GIVEN REQUEST A:
In the listing, express the lines from the line with "Tag the distant hill" to the line with "<point>733,50</point>", both included, as a JSON list of strings with one string per line and blank lines omitted.

[Start EXCERPT]

Overview of ACK clusters for heterogeneous computing

0.0.201

ACK allows you to centrally schedule, manage, and maintain heterogeneous computing resources. This significantly improves the utilization of heterogeneous resources in ACK clusters. This topic describes the features that ACK provides to manage heterogeneous resources in ACK clusters for heterogeneous computing.

Background information

With the emergence of 5G, AI, high performance computing (HPC), and edge computing services, the demand for computing power increases. General computing that is based on CPUs cannot meet the growing demand for computing power. Heterogeneous computing that is based on the Domain Specific Architecture (DSA) can meet the growing demand for computing power. Various heterogeneous computing resources, such as GPUs and Field Programmable Gate Arrays (FPGAs), are widely used in the preceding services.

[End EXCERPT]
[Start GIVEN ENTRIES]

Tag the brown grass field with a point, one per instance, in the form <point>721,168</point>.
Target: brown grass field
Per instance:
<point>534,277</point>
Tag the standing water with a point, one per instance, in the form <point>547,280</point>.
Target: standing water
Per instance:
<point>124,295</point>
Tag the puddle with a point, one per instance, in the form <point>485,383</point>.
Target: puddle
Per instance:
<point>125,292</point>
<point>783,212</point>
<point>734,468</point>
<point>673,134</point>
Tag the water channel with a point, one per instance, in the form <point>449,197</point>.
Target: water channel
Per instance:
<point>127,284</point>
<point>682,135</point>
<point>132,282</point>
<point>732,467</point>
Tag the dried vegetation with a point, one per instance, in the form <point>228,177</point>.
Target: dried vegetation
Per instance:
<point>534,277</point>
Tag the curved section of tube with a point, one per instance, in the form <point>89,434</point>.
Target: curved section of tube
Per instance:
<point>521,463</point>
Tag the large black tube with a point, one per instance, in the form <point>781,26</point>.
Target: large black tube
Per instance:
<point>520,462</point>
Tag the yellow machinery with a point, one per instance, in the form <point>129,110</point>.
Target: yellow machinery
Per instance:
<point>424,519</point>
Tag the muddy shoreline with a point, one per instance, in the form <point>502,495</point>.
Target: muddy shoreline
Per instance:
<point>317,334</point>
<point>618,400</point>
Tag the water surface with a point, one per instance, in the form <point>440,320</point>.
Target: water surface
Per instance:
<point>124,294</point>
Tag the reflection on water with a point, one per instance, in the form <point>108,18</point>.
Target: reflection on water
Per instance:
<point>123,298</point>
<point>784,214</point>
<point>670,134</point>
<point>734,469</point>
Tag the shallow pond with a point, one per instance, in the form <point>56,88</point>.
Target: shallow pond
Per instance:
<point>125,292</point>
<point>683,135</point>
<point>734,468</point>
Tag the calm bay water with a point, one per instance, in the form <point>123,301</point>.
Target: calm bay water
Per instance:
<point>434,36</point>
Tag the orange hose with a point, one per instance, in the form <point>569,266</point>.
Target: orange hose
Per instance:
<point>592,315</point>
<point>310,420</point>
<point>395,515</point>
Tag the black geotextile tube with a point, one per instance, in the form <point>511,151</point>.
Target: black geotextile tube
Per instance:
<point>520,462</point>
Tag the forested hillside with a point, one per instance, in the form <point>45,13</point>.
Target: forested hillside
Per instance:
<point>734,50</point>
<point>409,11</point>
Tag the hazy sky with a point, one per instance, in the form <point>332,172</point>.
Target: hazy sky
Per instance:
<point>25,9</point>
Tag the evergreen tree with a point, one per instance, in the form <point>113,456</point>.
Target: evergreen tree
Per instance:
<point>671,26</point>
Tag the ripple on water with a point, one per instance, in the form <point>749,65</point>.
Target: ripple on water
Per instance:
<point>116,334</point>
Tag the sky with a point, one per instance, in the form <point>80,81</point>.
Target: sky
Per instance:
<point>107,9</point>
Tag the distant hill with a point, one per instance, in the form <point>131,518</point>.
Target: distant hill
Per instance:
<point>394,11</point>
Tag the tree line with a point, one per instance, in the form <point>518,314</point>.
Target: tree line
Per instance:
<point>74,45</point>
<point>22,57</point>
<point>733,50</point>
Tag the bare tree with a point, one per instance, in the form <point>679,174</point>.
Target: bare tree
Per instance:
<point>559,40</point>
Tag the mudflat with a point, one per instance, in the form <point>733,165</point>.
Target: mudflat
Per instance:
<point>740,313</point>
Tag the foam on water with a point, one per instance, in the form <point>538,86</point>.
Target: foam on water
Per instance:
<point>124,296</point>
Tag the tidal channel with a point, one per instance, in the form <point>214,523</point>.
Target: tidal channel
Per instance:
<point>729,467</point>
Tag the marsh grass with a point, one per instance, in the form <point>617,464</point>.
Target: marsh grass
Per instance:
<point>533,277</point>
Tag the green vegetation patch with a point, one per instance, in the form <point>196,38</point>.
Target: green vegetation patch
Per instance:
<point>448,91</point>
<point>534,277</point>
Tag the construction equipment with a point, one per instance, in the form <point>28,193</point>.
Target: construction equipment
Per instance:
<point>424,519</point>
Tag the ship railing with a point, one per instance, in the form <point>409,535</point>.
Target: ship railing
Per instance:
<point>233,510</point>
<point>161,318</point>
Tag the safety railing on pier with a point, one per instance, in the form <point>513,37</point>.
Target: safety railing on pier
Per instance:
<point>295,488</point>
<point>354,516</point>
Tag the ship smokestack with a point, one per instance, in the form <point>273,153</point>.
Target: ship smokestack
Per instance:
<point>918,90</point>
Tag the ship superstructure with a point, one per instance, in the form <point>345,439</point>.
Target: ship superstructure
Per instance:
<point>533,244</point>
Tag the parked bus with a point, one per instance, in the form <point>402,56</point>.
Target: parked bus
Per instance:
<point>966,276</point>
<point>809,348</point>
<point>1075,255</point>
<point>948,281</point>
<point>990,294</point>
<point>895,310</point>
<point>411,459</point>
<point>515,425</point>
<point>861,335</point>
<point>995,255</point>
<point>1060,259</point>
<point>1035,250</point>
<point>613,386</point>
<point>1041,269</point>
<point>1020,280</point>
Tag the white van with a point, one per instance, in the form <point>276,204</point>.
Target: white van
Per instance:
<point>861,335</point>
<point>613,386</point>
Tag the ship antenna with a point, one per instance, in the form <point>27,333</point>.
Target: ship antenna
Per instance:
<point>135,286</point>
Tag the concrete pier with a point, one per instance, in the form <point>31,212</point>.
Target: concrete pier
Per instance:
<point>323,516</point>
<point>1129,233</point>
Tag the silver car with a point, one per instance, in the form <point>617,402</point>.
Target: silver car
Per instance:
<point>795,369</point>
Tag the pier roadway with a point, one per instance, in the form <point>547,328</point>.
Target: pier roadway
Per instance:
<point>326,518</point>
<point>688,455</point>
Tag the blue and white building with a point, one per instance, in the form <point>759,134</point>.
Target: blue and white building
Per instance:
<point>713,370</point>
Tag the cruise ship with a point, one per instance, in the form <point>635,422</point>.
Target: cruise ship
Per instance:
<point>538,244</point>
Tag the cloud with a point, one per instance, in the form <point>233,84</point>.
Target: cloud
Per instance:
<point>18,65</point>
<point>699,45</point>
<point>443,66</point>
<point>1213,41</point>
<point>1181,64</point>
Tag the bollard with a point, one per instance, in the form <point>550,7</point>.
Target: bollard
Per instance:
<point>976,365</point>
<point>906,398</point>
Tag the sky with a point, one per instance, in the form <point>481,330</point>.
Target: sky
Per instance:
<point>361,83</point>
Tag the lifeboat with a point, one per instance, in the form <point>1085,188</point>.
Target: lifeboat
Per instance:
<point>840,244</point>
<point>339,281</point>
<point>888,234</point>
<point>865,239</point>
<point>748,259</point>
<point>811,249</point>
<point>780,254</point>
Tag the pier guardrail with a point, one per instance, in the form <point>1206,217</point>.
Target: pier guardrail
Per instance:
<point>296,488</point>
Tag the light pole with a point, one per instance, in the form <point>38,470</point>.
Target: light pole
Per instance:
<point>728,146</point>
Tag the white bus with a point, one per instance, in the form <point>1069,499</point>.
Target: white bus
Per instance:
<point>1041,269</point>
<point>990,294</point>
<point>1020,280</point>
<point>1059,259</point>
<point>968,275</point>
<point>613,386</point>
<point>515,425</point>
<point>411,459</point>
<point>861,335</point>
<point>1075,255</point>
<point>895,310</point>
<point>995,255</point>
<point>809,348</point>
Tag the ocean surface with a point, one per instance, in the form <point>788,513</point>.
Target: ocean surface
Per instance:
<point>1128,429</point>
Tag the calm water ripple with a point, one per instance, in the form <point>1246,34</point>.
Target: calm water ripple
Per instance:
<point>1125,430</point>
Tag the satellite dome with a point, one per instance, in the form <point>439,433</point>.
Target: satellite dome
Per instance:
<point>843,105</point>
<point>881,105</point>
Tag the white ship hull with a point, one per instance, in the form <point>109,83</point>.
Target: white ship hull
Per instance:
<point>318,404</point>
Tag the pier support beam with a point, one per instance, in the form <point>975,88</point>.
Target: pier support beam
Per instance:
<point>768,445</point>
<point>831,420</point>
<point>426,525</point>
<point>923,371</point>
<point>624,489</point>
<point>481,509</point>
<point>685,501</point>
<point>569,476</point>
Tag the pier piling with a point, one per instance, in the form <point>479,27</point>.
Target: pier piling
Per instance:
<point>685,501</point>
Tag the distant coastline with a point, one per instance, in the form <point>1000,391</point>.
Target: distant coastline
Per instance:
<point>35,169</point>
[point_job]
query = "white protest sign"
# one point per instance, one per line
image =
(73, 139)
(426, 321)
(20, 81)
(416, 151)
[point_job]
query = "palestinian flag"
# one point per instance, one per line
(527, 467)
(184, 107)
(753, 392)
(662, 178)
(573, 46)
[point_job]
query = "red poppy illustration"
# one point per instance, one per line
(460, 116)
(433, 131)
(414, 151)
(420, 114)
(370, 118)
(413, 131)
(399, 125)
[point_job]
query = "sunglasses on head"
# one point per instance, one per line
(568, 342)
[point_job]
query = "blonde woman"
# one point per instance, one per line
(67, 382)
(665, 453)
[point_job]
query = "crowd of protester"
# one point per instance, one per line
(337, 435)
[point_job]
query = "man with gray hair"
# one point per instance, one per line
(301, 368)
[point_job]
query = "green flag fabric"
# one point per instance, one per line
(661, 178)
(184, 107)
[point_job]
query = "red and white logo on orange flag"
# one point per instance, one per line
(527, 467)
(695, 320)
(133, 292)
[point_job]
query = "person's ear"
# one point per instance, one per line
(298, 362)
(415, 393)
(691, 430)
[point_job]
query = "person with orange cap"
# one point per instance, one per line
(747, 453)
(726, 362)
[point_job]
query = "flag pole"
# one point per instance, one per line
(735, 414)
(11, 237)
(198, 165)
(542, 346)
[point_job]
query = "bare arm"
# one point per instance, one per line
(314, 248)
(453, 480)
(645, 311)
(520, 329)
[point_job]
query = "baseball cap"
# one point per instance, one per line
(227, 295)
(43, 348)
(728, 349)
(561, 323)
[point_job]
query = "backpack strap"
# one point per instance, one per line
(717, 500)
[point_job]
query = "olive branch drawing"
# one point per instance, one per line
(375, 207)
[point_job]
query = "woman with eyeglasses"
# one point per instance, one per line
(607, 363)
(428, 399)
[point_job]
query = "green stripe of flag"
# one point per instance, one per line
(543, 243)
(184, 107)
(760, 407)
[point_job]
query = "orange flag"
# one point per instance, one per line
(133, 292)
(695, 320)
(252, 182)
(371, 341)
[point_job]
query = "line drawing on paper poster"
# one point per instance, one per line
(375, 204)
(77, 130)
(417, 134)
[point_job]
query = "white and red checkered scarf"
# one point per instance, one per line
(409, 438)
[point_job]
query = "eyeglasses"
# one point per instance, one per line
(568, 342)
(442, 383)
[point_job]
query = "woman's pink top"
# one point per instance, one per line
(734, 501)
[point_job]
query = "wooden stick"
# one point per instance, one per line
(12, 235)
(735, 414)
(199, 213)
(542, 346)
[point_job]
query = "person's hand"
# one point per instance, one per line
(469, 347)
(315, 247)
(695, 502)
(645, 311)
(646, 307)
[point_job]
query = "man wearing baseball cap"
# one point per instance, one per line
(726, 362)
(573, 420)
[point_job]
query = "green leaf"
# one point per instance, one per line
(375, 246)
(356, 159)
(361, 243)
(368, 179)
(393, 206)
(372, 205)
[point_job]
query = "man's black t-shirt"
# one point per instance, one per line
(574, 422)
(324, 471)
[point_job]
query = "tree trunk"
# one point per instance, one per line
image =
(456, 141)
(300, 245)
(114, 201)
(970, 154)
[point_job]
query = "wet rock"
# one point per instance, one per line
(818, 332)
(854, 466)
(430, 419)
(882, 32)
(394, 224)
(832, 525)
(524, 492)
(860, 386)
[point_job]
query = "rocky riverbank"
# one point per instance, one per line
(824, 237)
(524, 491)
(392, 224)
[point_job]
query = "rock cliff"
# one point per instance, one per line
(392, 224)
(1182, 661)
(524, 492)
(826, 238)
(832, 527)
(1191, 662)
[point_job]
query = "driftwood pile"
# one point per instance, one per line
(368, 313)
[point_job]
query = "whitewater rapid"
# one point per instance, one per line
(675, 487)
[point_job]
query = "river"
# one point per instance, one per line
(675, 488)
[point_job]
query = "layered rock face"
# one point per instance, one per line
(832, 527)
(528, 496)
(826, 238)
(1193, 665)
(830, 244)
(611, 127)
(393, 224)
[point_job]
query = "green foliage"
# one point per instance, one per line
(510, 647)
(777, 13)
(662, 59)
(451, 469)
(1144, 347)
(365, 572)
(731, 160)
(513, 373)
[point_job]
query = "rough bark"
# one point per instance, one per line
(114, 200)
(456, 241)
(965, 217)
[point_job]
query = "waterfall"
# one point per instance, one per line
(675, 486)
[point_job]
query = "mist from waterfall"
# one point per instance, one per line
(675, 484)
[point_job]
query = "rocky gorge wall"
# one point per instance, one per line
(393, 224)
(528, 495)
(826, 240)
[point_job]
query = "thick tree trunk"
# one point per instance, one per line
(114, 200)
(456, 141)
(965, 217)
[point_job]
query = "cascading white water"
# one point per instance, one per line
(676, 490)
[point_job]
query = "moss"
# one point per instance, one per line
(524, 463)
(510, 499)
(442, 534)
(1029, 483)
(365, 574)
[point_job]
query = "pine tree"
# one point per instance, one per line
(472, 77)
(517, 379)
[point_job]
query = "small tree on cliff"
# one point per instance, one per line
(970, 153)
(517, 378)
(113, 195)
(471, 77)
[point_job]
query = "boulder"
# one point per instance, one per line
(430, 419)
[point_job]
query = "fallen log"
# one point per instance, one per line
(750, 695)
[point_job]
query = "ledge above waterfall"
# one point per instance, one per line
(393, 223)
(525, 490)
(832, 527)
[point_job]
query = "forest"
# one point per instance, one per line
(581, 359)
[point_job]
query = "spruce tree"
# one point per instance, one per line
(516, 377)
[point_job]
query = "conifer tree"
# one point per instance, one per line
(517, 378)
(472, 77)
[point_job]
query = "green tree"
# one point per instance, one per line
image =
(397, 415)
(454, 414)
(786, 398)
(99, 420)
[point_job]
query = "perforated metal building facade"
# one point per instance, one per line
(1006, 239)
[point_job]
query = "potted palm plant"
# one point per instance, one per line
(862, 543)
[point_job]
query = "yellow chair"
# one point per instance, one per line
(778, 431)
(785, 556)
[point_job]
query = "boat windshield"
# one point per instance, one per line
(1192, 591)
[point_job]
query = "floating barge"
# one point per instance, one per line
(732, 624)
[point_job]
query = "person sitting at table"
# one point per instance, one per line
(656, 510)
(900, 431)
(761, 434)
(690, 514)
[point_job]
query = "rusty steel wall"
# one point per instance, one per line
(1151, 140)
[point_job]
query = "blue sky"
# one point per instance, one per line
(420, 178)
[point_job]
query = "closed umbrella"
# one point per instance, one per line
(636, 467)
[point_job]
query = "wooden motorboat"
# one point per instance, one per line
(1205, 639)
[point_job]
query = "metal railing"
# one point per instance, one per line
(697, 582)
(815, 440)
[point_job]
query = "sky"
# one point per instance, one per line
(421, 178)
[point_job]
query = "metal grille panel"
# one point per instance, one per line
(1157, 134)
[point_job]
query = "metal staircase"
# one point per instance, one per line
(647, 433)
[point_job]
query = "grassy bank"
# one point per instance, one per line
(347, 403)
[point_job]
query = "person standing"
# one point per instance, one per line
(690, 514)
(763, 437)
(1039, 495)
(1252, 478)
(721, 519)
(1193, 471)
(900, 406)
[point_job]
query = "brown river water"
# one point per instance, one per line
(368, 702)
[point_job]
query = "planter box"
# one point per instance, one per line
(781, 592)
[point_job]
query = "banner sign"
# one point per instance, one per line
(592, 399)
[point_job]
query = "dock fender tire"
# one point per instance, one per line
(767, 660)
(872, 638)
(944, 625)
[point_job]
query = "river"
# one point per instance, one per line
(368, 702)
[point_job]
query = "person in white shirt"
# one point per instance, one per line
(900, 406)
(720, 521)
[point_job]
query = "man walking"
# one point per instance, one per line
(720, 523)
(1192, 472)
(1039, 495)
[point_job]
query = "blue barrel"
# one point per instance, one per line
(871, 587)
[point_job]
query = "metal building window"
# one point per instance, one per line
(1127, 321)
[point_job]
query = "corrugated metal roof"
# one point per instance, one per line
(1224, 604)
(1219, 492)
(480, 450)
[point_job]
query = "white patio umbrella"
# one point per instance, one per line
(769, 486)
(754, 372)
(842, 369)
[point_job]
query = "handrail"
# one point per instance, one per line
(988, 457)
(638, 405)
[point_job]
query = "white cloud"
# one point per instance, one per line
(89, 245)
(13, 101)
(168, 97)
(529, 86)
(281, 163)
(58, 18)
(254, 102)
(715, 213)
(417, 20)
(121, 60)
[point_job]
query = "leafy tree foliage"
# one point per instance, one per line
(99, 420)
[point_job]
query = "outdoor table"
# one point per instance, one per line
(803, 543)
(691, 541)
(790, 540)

[End GIVEN ENTRIES]

GIVEN REQUEST B:
Translate this sentence from the ACK overview into Spanish: "General computing that is based on CPUs cannot meet the growing demand for computing power."

WORKED ANSWER A:
[
  "Tag the distant hill with a point, one per instance, in the form <point>131,518</point>.",
  "Target: distant hill",
  "Per instance:",
  "<point>394,11</point>",
  "Tag the tree line with a point, one per instance, in the form <point>518,314</point>.",
  "Target: tree line",
  "Per instance:",
  "<point>74,45</point>",
  "<point>22,57</point>",
  "<point>733,50</point>"
]

WORKED ANSWER B:
La computación general basada en CPU no puede satisfacer la creciente demanda de potencia de cómputo.